BEGIN SELECTED EXCERPT

Okay, so yesterday I left off talking about passing women fighting in the Union and Confederate armies of the U.S. civil war. Many of these passing women got killed or wounded like they're male counterparts. If they were killed and then discovered it didn't matter because they were dead anyhow, but if they were just wounded the vast majority of them deserted. They did not want they're secret discovered and had they sought treatment in an army hospital they would surely have been. I suspect that many of these wounded females ended up have slow painful deaths because of this dilemma.
They're enlistment was relatively easy though. Many of the male recruits were mid to late teens. So, it was easy for passing females to get away with not having a beard, a deep voice or having a small build. I suspect, here I go suspecting again, that some military officials knew that some of they're recruits were passing females but they turned a blind eye because they needed soldiers. And these passing females had proven themselves worthy.

END SELECTED EXCERPT
BEGIN SUPPLIED INFORMATION

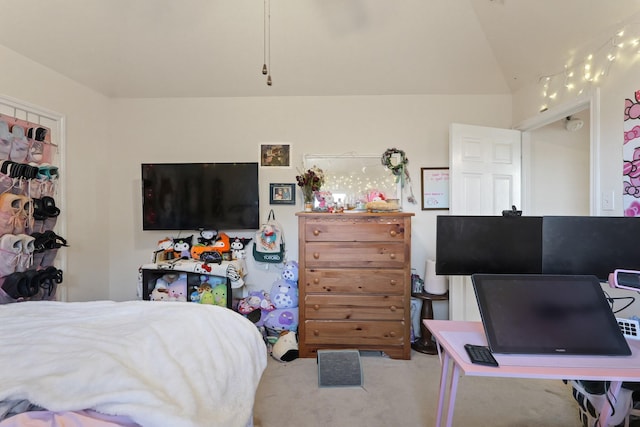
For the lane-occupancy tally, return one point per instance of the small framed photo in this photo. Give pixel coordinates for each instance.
(275, 155)
(435, 188)
(282, 194)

END SUPPLIED INFORMATION

● **WORK TASK**
Continue the passage about women who passed as men in the Union and Confederate armies, picking up after its last sentence.

● **EXPECTED OUTPUT**
I have one more suspicion that is not mentioned in A Queer History of the United States. It is a known fact that army brigades during the civil war were segregated. I suspect that the African-American brigades had passing African-American females in then, too! I have never heard or read this anywhere but common sense tells me that if the white brigades had passing females the African-American ones must have had them, too! This is an area of African-American history worth exploring.
These passing women fascinated America and a book called Women of the war: Their Heroism and Self-Sacrifice was published in 1866. The book was not entirely about Passing female soldiers but it did have an entire chapter dedicated to them. Loreta Velazquez, who had passed as man in the Confederate army, published her memoirs in 1876 and some women received government pensions for they're service.